**What is required:**
Reproduce the lines of each item below without any changes.

Labeling and segmentation items:

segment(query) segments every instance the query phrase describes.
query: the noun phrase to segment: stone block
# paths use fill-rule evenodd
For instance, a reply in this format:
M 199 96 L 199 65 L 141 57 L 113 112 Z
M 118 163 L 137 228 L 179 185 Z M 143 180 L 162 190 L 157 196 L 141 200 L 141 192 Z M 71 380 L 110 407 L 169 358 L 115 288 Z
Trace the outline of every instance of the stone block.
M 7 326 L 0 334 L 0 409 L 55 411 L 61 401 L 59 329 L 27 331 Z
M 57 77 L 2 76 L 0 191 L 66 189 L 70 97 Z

**Solution to the problem:**
segment(query) segments every instance the query phrase describes.
query: the noun phrase to segment: stone block
# paths use fill-rule evenodd
For instance, a reply in this format:
M 199 96 L 199 65 L 141 57 L 113 112 Z
M 118 163 L 137 228 L 179 185 Z M 143 180 L 162 190 L 157 196 L 141 200 L 141 192 Z M 71 380 L 110 407 L 169 358 L 115 288 Z
Trace the outline of every instance of the stone block.
M 7 326 L 0 334 L 0 409 L 55 411 L 61 401 L 59 329 L 27 331 Z
M 57 77 L 2 76 L 0 191 L 66 189 L 70 97 Z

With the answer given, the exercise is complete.